__TASK TO COMPLETE__.
Pull out each line of the entries below that contains the string "white". Treat case as significant when matching.

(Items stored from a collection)
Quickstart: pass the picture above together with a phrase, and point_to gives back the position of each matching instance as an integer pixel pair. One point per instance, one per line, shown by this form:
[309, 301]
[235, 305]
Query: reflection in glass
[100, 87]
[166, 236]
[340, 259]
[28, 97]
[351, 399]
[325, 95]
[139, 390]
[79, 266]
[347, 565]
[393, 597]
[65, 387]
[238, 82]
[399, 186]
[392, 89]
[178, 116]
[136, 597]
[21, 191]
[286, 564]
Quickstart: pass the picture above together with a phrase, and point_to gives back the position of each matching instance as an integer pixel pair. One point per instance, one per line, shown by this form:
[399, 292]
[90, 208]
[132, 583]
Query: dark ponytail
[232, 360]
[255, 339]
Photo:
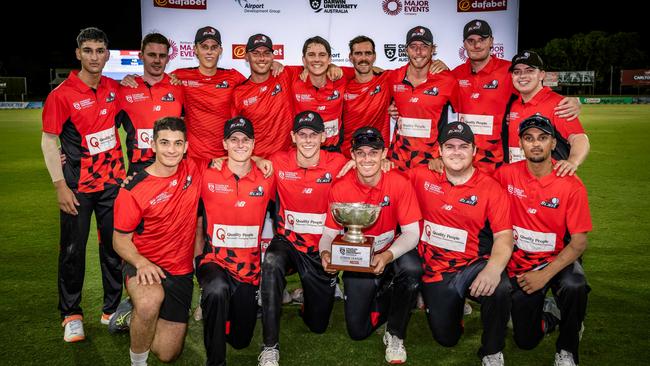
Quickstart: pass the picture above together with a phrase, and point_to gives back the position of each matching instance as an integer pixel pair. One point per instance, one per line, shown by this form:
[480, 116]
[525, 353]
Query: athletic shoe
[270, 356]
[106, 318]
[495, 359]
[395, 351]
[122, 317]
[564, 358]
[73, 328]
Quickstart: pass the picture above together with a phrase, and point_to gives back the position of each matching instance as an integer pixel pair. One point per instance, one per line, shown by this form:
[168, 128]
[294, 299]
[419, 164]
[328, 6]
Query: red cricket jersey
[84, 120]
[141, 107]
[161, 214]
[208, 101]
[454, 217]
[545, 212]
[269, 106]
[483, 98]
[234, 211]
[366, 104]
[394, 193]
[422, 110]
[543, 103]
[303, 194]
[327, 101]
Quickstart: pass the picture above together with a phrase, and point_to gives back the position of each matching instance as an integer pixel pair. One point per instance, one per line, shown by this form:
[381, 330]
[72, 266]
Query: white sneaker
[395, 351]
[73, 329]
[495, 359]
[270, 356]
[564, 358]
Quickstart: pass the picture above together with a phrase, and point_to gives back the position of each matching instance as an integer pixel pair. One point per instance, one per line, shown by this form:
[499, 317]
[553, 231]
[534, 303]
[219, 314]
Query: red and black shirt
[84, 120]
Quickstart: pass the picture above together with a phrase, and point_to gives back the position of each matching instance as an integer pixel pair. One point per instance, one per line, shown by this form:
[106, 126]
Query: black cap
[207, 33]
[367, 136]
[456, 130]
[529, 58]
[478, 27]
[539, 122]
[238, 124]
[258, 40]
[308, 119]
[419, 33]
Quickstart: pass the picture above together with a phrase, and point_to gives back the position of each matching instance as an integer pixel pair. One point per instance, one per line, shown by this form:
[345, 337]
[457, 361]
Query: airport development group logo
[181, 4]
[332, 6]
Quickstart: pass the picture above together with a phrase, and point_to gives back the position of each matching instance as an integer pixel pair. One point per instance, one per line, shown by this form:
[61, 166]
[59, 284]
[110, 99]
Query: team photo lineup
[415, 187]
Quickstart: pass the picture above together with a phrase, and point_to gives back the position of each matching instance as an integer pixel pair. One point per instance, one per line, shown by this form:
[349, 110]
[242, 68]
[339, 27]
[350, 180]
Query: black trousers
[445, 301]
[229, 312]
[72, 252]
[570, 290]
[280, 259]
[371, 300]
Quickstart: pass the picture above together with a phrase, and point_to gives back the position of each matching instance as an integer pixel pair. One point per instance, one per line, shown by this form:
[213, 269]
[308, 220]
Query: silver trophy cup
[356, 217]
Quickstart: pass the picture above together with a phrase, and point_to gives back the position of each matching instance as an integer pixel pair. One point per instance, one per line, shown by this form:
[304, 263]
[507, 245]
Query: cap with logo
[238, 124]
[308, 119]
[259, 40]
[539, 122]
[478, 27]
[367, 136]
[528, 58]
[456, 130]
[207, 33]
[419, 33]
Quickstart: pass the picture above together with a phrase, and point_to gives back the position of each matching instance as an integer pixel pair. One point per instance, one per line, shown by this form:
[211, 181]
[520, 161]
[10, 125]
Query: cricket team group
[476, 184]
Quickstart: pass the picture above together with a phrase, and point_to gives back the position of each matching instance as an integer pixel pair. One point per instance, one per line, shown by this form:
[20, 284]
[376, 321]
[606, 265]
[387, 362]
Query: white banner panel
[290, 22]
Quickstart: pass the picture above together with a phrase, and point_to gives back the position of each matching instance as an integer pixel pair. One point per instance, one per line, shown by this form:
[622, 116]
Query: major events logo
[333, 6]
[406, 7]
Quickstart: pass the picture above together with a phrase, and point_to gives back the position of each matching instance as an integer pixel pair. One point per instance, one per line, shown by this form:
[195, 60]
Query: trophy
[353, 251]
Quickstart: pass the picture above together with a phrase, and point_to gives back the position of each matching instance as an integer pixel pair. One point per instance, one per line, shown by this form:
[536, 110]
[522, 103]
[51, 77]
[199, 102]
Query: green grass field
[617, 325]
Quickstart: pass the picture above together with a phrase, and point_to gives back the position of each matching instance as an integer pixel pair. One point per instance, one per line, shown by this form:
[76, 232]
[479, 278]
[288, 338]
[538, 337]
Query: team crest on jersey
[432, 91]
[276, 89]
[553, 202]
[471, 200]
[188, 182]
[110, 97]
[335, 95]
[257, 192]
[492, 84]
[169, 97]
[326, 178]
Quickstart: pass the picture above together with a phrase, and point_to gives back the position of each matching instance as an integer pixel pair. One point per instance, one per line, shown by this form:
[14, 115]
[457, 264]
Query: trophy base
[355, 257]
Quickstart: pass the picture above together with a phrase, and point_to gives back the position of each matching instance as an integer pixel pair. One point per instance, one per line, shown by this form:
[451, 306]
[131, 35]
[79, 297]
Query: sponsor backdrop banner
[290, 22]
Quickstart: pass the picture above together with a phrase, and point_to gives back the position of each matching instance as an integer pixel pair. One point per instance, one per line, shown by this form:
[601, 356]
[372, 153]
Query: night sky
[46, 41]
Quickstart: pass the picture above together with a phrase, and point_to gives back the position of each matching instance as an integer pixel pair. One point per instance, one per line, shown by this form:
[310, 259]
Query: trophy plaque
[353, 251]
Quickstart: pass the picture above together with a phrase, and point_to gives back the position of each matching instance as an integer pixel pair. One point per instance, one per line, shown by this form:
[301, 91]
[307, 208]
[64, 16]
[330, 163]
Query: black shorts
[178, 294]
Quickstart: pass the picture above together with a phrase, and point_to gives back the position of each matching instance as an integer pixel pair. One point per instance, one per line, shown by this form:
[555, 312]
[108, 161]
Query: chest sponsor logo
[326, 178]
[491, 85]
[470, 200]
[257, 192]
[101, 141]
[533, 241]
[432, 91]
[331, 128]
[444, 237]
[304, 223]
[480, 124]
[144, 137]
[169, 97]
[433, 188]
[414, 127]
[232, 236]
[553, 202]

__EXERCISE OUTPUT__.
Query: white sneaker
Query: white banner panel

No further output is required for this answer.